[Extracts from a box-labeled dataset]

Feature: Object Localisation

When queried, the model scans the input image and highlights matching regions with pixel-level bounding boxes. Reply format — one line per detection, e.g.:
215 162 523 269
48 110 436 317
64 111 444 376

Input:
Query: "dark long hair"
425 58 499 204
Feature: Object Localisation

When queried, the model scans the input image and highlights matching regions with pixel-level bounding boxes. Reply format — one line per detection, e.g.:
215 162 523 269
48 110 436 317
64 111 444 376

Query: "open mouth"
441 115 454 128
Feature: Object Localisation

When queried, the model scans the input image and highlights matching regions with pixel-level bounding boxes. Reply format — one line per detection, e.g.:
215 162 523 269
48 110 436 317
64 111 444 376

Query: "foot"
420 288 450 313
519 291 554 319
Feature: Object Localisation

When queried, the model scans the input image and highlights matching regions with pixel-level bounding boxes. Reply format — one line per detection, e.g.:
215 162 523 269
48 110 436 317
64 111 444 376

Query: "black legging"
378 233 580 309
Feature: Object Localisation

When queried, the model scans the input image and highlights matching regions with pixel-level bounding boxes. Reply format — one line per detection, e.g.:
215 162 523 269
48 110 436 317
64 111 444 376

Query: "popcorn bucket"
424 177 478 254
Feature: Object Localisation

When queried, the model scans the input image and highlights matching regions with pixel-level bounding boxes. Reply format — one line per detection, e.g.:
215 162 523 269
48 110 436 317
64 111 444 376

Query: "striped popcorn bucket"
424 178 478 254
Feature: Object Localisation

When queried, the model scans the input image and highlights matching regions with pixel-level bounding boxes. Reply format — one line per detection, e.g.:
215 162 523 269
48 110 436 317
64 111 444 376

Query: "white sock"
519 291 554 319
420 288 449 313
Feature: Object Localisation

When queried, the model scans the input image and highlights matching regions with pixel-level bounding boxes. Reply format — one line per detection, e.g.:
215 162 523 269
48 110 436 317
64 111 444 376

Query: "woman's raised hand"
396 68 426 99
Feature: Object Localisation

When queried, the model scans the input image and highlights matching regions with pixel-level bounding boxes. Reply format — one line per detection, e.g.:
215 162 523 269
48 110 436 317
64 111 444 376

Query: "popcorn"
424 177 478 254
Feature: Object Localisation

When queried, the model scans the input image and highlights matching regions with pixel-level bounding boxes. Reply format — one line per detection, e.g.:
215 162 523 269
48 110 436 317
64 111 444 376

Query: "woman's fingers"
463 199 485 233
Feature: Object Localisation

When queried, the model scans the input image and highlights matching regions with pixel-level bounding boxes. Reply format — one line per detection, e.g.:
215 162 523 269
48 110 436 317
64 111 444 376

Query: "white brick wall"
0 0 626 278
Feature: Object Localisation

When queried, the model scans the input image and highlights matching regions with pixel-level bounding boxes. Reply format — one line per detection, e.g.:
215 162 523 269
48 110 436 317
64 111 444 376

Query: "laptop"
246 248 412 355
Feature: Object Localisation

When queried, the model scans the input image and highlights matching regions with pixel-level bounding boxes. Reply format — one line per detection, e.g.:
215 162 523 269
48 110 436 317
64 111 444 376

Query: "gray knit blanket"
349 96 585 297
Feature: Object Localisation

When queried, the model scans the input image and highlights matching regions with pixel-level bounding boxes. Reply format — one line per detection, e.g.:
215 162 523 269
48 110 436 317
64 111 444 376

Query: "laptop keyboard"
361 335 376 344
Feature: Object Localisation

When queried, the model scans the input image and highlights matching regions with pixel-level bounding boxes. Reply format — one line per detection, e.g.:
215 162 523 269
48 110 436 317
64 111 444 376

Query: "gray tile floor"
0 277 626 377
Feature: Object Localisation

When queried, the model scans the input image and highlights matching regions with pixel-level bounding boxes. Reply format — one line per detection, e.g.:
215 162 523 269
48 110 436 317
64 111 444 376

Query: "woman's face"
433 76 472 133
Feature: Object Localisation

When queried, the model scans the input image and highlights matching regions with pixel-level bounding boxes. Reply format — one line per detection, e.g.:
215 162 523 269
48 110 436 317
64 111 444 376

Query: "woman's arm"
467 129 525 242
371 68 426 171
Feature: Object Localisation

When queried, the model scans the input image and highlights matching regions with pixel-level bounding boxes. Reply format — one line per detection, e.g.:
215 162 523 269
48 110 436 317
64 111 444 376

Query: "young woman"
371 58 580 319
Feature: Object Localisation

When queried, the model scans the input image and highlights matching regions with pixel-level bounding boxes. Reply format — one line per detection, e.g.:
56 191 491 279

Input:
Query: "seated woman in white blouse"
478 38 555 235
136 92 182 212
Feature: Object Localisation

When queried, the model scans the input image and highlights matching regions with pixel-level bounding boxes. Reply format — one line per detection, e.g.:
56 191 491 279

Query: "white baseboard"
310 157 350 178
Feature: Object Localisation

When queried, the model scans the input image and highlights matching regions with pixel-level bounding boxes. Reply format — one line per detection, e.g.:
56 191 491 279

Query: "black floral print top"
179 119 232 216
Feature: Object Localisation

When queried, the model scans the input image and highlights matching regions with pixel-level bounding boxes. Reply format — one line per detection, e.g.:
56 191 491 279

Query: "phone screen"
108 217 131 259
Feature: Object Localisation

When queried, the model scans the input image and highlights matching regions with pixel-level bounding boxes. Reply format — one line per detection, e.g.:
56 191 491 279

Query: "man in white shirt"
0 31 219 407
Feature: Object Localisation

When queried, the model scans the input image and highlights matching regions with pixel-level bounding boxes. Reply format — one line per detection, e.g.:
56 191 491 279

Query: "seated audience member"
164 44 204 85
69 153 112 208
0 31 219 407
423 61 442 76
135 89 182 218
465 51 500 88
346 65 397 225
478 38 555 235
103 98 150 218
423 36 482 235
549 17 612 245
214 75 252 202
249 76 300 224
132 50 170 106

### Work to do
Can you arrange every line of the data above as a JSON list of strings, one string per line, with blank lines omitted?

### Final result
[
  "Feature: Object Localisation",
  "When queried, the model scans the input image and highlights matching regions with pixel-level bounding boxes. Reply format — one line per detection, e.g.:",
  "215 162 523 269",
  "48 110 436 317",
  "64 111 444 376",
  "Input:",
  "Query: \"dark long hair\"",
  "425 58 499 204",
  "Feature: Object Localisation",
  "When queried, the model scans the input image and highlights matching regions with pixel-level bounding boxes. Reply format — one line per detection, e.g.:",
  "215 162 523 269",
  "48 110 436 317",
  "64 111 444 376",
  "Query: \"open mouth\"",
  "441 115 454 128",
  "Feature: Object Localisation",
  "When queried, the model scans the input image and highlights matching regions with pixel-level bounding boxes. Reply format — one line per detection, e.g.:",
  "215 162 523 269",
  "48 110 436 317",
  "64 111 444 376",
  "Query: \"foot\"",
  "420 288 450 313",
  "519 291 554 319",
  "Feature: Object Localisation",
  "When queried, the model scans the input image and highlights matching regions with pixel-level bounding boxes. Reply format — one line per detection, e.g.:",
  "215 162 523 269",
  "48 110 436 317",
  "64 111 444 376",
  "Query: \"black legging\"",
  "378 233 580 309",
  "Feature: Object Localisation",
  "When queried, the model scans the input image and highlights matching regions with pixel-level bounding boxes. Reply format — one line per detection, e.g.:",
  "215 162 523 269",
  "48 110 436 317",
  "64 111 444 376",
  "Query: \"popcorn bucket\"",
  "424 177 478 254",
  "Feature: Object Localisation",
  "When queried, the model scans the input image and highlights matching regions with pixel-level bounding boxes. Reply format — one line per detection, e.g.:",
  "215 162 523 269",
  "48 110 436 317",
  "64 111 444 376",
  "Query: \"striped popcorn bucket\"",
  "424 178 478 254",
  "Feature: Object Localisation",
  "When queried, the model scans the input image and highlights matching regions with pixel-level bounding boxes. Reply format — one line per detection, e.g.:",
  "215 162 523 269",
  "48 110 436 317",
  "64 111 444 376",
  "Query: \"white sock\"",
  "519 291 554 319",
  "420 288 449 313",
  "Feature: Object Localisation",
  "When queried, the model scans the input image and highlights matching regions with pixel-level bounding boxes. Reply format — one line per detection, e.g.:",
  "215 162 523 269",
  "48 110 436 317",
  "64 111 444 376",
  "Query: \"woman's raised hand\"",
  "396 68 426 99",
  "Feature: Object Localisation",
  "When queried, the model scans the input image and highlights matching regions with pixel-level bounding boxes. Reply format — one line per detection, e.g.:",
  "215 162 523 269",
  "48 110 436 317",
  "64 111 444 376",
  "Query: \"popcorn\"",
  "424 177 478 254",
  "Feature: Object Localisation",
  "When queried, the model scans the input image and highlights matching regions with pixel-level bounding boxes. Reply format — one line per detection, e.g.:",
  "215 162 523 269",
  "48 110 436 317",
  "64 111 444 376",
  "Query: \"woman's fingers\"",
  "463 199 485 233",
  "Feature: Object Localisation",
  "When queried, the model scans the input image and highlights matching regions with pixel-level bounding boxes. Reply format — one line per detection, e.g.:",
  "215 162 523 269",
  "48 110 436 317",
  "64 111 444 376",
  "Query: \"white brick wall\"",
  "0 0 626 278",
  "Feature: Object Localisation",
  "When queried, the model scans the input image and highlights matching regions with pixel-level bounding boxes. Reply format — one line per detection, e.g.:",
  "215 162 523 269",
  "48 110 436 317",
  "64 111 444 376",
  "Query: \"laptop\"",
  "246 248 412 355",
  "Feature: Object Localisation",
  "When queried, the model scans the input image and highlights matching regions with pixel-level bounding boxes. Reply format — one line per detection, e.g.:",
  "215 162 523 269",
  "48 110 436 317",
  "64 111 444 376",
  "Query: \"gray knit blanket\"",
  "349 96 585 297",
  "Feature: Object Localisation",
  "When queried, the model scans the input image and highlights matching regions with pixel-level bounding boxes. Reply format — one line per detection, e.g.:",
  "215 162 523 269",
  "48 110 436 317",
  "64 111 444 376",
  "Query: \"laptop keyboard\"",
  "361 335 376 344",
  "Feature: Object Localisation",
  "When queried, the model scans the input image and highlights matching regions with pixel-level bounding boxes. Reply format — one line per detection, e.g.:",
  "215 162 523 269",
  "48 110 436 317",
  "64 111 444 376",
  "Query: \"gray tile floor\"",
  "0 277 626 377",
  "Feature: Object Localisation",
  "When queried, the model scans the input image and highlights matching regions with pixel-level bounding boxes. Reply format — one line per detection, e.g.:",
  "215 162 523 269",
  "48 110 436 317",
  "64 111 444 376",
  "Query: \"woman's face\"",
  "433 76 472 133",
  "Feature: Object Localisation",
  "When queried, the model scans the input image and highlights matching regions with pixel-level bounding boxes. Reply format — one line per detection, e.g.:",
  "215 162 523 269",
  "48 110 436 317",
  "64 111 444 376",
  "Query: \"woman's arm\"",
  "467 129 525 242",
  "371 68 426 171",
  "Feature: Object Localisation",
  "When queried, the model scans the input image and highlights matching regions with pixel-level bounding boxes. Reply format — one line per detection, e.g.:",
  "215 162 523 269",
  "48 110 436 317",
  "64 111 444 376",
  "Query: \"young woman\"",
  "371 58 580 319",
  "Feature: Object Localisation",
  "When queried, the model scans the input image and highlights matching regions with pixel-level bounding boxes. Reply format — one line per detection, e.g.:",
  "56 191 491 279",
  "Input:",
  "Query: \"seated woman in white blouse\"",
  "478 38 555 235",
  "136 92 182 212",
  "Feature: Object Localisation",
  "When queried, the model scans the input image and highlights matching regions with pixel-level bounding boxes. Reply format — one line per detection, e.g.:",
  "56 191 491 279",
  "Query: \"white baseboard\"",
  "310 157 350 178",
  "Feature: Object Localisation",
  "When queried, the model scans the input image and highlights matching regions with pixel-level bounding boxes. Reply format — one line per detection, e.g.:",
  "56 191 491 279",
  "Query: \"black floral print top\"",
  "179 119 232 216",
  "Feature: Object Localisation",
  "When queried, the model scans the input image and highlights matching regions with pixel-level bounding boxes. Reply format — one line per detection, e.g.:",
  "56 191 491 279",
  "Query: \"phone screen\"",
  "108 217 131 259",
  "Feature: Object Localisation",
  "When queried, the model scans the input image and highlights matching regions with pixel-level bounding boxes. Reply format — one line per detection, e.g.:",
  "56 191 491 279",
  "Query: \"man in white shirt\"",
  "0 31 219 407",
  "Feature: Object Localisation",
  "When queried, the model scans the input image and highlights matching regions with pixel-level bounding boxes. Reply format — one line per detection, e.g.:",
  "56 191 491 279",
  "Query: \"seated audience member\"",
  "164 44 204 85",
  "69 153 112 208",
  "0 31 219 407",
  "423 61 442 76",
  "135 89 182 218",
  "465 51 500 88",
  "346 65 397 225",
  "478 38 555 235",
  "103 98 150 218",
  "423 36 482 235",
  "549 17 612 245",
  "214 75 252 202",
  "249 76 300 224",
  "132 50 170 106"
]